It’s that time of year – when bookstores, both the bricks and mortar kind and the cyber variety, suddenly burst with announcements of the hot new reads. Every season, WVFC offers up a selection of works that speak to us, for all sort of reasons. Please note in comments what you think, and perhaps suggest some we’ve missed. — Ed.

Diana Athill, Somewhere Towards the End, (Norton, $24.95).  Celebrated cerebral editor of Naipaul, Roth, and other luminaries shares her wisdom. She talks here to the Guardian UK  about the book, turning 90, and life as “a pioneer of the confessional memoir.”

Paule Marshall, Triangular Road, A Memoir, (Basic Books, $23.00).  Famed novelist Marshall’s memoir
of self-discovery, includes an affectionate tribute to the
inimitable Langston Hughes, who entered Marshall’s life during a
crucial phase and introduced her to the world of European letters
during a whirlwind tour of the continent funded by the State
Department. In the course of her journeys to Europe, Barbados, and
eventually Africa, Marshall comes to comprehend the historical enormity
of the African diaspora, an understanding that fortifies her sense of
purpose as a writer.

Cloris, My Autobiography
, (Kensington, $24.00), She curses on T.V. She Dances with the (other) Stars and makes out with Jack Black at the Super Bowl. What will Cloris Leachman surprise us with for her autobiography? No one knows yet (not even Amazon, apparently).  But given her willingness to do and say…. anything, we’re anticipating a major media rollout.

***

■ TASK DIRECTIONS ■
Does each statement below agree with the book list? Answer yes or no for each, quoting the deciding words of the book list exactly.
1. Diana Athill's book is published by Norton.
2. Triangular Road is priced at $24.00.
3. Langston Hughes introduced Paule Marshall to the world of European letters.
The records are separate material, unrelated to the book list.

■ Pointing dataset extracts ■
***

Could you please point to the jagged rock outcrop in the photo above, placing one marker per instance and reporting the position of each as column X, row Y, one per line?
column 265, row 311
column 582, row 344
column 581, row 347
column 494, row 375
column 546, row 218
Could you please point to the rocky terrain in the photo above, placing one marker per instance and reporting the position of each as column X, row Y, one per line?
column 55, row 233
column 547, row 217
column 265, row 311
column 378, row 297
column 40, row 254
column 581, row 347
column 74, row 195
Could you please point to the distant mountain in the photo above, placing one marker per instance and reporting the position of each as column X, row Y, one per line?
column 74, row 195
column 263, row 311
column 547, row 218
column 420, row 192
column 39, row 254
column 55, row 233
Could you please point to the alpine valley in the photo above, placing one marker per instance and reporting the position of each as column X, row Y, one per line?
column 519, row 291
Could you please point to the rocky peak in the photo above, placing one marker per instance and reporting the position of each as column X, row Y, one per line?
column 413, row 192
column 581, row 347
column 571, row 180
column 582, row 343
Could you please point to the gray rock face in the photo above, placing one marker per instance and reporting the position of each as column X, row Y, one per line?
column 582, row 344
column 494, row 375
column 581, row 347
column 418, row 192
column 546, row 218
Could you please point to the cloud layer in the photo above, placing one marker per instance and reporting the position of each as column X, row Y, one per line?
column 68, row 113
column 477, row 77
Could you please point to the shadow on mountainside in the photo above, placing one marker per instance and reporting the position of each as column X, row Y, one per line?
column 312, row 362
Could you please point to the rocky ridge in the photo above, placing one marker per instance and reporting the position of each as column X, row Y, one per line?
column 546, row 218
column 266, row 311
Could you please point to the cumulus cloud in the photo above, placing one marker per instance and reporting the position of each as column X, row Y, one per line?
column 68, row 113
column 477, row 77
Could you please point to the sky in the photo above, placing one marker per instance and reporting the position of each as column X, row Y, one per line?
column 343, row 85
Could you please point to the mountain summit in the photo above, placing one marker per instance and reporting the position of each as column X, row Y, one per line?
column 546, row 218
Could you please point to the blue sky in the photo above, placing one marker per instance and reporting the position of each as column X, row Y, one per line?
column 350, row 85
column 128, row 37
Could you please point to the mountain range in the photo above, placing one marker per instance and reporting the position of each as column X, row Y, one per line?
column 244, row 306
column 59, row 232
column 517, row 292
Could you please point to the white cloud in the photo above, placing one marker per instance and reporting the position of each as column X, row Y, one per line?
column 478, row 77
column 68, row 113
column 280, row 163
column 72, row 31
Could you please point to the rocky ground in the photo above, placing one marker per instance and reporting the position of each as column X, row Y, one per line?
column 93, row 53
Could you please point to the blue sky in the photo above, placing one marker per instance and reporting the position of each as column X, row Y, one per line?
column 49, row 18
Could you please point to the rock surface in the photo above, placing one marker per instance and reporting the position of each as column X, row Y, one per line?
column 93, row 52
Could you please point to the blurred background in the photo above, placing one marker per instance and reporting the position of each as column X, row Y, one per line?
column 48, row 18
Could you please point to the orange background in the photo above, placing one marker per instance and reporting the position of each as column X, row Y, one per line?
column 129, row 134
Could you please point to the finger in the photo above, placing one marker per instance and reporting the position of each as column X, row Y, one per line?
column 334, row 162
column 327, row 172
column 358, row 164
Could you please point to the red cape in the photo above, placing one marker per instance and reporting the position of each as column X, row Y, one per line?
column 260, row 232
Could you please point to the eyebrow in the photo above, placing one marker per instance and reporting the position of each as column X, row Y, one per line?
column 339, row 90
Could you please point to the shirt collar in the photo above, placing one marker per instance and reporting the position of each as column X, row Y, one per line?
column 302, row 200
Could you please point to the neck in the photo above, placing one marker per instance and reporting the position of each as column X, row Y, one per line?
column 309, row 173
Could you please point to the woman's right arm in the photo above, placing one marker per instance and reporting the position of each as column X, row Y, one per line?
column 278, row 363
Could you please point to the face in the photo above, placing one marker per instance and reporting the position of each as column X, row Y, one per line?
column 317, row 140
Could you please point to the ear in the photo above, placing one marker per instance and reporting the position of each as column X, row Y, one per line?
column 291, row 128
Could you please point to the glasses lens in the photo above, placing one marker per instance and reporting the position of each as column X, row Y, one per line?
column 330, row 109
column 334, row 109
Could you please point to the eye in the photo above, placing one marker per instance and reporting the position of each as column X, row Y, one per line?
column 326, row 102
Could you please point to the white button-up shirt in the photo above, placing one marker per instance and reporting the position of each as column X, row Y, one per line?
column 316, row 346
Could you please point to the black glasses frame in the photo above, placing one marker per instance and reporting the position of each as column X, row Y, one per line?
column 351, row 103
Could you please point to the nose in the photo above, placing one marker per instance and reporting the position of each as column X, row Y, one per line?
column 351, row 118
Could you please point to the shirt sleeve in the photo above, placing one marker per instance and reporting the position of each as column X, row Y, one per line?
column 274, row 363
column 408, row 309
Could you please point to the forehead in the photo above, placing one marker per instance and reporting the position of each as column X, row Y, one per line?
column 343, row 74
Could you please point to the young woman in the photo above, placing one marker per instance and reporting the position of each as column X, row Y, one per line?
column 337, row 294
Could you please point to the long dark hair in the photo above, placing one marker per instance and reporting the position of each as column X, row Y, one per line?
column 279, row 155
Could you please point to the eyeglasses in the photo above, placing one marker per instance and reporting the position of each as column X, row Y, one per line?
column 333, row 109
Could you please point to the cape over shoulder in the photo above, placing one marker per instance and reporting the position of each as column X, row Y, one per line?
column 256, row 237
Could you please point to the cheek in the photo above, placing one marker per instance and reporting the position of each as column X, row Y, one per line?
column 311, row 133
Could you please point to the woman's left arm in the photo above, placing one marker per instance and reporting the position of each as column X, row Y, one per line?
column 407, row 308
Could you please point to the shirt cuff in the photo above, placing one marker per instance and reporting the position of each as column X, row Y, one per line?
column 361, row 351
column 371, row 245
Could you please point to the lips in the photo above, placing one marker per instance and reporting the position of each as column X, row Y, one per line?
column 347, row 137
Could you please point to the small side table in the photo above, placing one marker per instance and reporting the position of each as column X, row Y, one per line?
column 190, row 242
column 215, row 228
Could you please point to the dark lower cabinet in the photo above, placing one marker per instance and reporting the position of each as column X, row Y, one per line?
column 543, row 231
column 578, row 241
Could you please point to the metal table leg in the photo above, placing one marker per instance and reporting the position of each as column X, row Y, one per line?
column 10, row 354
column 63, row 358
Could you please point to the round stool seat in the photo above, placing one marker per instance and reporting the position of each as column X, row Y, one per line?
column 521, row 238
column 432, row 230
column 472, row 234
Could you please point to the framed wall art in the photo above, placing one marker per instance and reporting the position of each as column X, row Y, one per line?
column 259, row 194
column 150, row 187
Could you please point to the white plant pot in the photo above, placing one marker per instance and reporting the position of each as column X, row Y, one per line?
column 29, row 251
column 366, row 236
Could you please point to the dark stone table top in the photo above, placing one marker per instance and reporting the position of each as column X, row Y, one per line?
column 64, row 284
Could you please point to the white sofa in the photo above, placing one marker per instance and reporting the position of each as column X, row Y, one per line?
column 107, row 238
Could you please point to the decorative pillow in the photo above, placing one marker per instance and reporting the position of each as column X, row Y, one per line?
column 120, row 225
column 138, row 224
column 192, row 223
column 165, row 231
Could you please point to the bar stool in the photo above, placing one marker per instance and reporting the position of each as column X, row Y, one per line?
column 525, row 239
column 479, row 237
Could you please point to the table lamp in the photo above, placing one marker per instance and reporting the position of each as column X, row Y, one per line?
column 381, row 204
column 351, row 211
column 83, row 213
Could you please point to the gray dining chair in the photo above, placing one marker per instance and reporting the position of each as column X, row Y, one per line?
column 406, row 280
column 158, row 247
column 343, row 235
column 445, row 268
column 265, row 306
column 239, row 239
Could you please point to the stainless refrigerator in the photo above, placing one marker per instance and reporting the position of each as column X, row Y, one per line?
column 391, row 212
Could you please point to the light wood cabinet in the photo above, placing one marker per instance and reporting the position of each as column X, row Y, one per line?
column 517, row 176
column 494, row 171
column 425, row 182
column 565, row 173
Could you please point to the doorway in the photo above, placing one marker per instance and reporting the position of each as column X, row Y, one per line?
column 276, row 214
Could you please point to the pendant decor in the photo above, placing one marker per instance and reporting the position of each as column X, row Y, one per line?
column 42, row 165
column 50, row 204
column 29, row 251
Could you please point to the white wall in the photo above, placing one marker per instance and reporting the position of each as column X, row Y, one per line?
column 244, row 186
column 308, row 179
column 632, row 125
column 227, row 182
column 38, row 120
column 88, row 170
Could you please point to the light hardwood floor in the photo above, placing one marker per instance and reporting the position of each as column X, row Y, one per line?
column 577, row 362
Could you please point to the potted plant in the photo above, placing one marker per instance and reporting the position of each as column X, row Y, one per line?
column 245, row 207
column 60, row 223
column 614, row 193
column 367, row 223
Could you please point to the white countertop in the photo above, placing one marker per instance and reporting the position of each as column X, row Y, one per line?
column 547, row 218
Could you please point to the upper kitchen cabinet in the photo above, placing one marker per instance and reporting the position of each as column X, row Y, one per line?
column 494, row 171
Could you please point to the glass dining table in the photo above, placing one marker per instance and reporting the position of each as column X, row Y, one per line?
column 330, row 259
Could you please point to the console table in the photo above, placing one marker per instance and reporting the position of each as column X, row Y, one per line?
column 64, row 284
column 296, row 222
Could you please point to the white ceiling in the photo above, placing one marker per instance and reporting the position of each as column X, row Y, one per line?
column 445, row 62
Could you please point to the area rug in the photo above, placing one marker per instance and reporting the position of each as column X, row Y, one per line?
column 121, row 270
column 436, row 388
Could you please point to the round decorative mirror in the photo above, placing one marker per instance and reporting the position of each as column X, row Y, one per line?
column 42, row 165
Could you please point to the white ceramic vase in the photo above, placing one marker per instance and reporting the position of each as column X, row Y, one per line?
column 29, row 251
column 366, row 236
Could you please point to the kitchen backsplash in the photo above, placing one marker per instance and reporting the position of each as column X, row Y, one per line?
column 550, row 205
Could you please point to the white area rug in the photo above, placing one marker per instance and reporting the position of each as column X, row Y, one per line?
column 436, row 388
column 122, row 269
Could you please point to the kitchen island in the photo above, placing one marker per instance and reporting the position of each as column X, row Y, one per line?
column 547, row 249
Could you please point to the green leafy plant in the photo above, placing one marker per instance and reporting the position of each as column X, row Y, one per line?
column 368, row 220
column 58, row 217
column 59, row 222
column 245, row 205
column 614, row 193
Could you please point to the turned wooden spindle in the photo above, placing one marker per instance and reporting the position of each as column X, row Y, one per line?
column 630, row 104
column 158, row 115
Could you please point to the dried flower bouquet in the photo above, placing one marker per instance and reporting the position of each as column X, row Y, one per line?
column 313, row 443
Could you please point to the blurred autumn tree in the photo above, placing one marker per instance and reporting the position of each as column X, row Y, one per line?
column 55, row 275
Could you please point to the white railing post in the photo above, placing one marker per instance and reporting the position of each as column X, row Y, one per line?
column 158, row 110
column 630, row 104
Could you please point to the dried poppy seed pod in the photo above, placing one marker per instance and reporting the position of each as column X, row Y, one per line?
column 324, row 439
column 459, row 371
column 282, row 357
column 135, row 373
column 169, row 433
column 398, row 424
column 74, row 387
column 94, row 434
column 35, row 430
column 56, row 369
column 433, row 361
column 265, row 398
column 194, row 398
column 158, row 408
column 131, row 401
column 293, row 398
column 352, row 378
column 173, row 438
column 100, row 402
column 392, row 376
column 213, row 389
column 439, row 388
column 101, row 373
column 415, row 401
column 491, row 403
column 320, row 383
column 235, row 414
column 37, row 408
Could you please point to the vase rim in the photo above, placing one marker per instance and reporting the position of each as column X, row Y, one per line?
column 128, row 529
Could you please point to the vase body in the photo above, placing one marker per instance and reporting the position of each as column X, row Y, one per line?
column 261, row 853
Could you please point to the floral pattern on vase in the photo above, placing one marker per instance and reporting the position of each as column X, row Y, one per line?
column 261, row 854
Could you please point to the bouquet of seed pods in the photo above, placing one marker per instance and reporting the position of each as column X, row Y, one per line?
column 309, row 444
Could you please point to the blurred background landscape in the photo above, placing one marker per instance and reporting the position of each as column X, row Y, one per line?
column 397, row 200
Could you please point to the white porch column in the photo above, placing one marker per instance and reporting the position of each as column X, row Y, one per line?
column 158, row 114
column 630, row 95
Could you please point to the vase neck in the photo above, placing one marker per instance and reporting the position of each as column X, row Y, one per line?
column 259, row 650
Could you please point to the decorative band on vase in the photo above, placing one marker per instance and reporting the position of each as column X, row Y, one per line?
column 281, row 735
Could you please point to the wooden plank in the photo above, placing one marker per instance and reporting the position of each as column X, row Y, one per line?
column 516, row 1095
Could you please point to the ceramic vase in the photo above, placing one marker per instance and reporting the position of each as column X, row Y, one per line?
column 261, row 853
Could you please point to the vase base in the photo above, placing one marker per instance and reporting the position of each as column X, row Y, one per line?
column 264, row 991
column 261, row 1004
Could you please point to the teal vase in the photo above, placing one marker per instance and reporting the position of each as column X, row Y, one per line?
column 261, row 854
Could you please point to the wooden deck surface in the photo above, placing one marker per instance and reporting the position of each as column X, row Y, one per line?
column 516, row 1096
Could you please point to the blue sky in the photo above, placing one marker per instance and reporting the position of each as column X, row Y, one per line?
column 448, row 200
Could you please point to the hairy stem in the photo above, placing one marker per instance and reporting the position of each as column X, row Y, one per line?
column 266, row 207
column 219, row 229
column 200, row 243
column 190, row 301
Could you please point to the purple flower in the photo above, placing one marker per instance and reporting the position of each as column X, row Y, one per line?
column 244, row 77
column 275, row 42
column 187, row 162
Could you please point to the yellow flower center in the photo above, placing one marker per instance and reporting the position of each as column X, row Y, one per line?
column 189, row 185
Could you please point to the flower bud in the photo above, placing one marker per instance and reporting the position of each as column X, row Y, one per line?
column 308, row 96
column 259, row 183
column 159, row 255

***

■ THE SOLUTION ■
1. Yes: "Diana Athill, Somewhere Towards the End, (Norton, $24.95)."
2. No: "Triangular Road, A Memoir, (Basic Books, $23.00)."
3. Yes: "introduced her to the world of European letters"